REQUIREMENT :: Output should begin at the line holding "# put a marker on the leaf stem" and end at the last line of the entries; print those lines verbatim and no others.

:: DATA UNDER STUDY ::

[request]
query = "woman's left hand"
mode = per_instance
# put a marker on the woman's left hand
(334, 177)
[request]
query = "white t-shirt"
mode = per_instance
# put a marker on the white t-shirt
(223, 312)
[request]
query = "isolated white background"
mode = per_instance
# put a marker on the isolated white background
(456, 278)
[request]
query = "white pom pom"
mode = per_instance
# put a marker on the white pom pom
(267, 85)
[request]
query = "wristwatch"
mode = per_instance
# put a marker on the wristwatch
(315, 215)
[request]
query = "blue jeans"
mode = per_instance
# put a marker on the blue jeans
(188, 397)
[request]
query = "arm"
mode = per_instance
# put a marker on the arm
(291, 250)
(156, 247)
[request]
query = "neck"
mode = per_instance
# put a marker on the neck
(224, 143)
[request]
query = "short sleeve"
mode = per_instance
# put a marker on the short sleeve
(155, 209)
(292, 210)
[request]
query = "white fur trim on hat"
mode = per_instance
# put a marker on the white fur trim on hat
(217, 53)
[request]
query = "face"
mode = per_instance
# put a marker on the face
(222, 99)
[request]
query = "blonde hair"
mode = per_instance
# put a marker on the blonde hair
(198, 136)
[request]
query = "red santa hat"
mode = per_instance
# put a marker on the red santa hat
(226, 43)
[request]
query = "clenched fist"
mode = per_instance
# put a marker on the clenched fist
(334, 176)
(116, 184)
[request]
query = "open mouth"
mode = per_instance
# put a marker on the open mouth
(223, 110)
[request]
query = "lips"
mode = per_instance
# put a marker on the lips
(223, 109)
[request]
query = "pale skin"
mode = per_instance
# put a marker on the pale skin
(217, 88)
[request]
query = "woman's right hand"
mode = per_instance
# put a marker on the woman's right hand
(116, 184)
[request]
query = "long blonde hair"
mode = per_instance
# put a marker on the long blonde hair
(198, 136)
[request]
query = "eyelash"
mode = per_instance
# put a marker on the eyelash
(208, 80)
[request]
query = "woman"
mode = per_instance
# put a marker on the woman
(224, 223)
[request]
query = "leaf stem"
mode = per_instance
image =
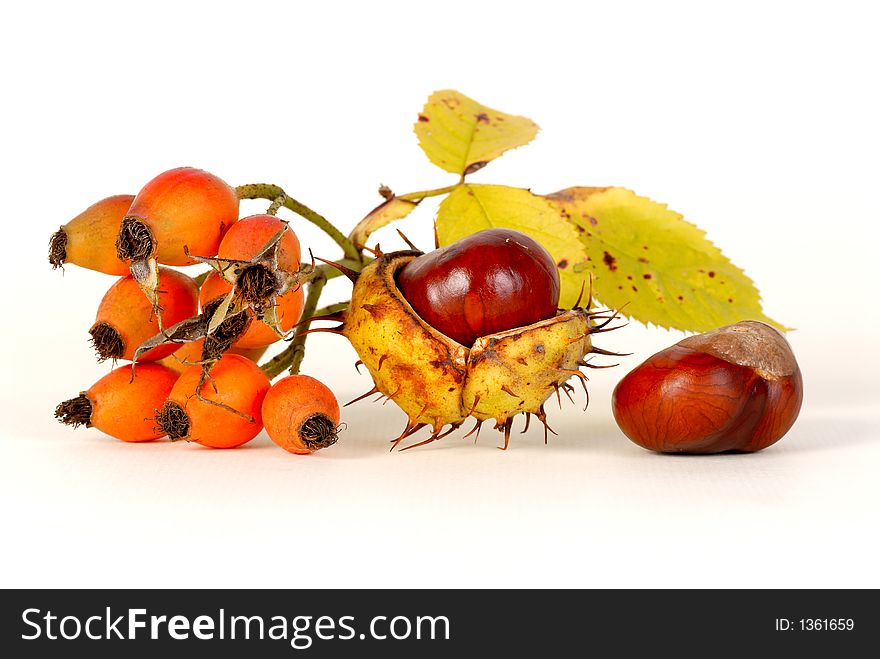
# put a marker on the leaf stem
(274, 194)
(424, 194)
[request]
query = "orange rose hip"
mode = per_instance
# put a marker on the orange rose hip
(122, 404)
(301, 414)
(229, 413)
(89, 239)
(183, 207)
(125, 317)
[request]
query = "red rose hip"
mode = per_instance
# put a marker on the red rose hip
(736, 388)
(491, 281)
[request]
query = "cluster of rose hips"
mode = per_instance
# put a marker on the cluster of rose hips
(192, 343)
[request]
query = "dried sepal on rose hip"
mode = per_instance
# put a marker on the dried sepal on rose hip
(122, 403)
(473, 289)
(126, 319)
(179, 210)
(258, 261)
(192, 353)
(736, 388)
(288, 310)
(301, 414)
(218, 407)
(89, 239)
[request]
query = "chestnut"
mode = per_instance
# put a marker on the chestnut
(736, 388)
(491, 281)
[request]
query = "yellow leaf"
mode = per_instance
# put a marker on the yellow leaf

:::

ANSWER TO THIS TASK ::
# put a marker on the leaf stem
(274, 194)
(424, 194)
[request]
query = "orange rose hip"
mode = per_instance
# put a marker on the orange rose hip
(122, 404)
(301, 414)
(229, 413)
(89, 239)
(183, 207)
(125, 317)
[request]
query = "red rose hip"
mode = per_instance
# put a marker on the red rose hip
(736, 388)
(491, 281)
[request]
query = "cluster of rose hips"
mode = per_instance
# put a marker on the cluster of rose hips
(192, 343)
[request]
query = "dried sepal on rose hip"
mode = per_instance
# put a marker on the dried sepal on rose hip
(122, 403)
(473, 289)
(126, 319)
(179, 210)
(258, 261)
(192, 353)
(736, 388)
(288, 310)
(301, 414)
(218, 407)
(89, 239)
[request]
query = "chestnut"
mode = per_instance
# put a marker on the chestnut
(736, 388)
(491, 281)
[request]
query = "yellow leaf"
mode = per_instance
# put a marker on the yellow leaf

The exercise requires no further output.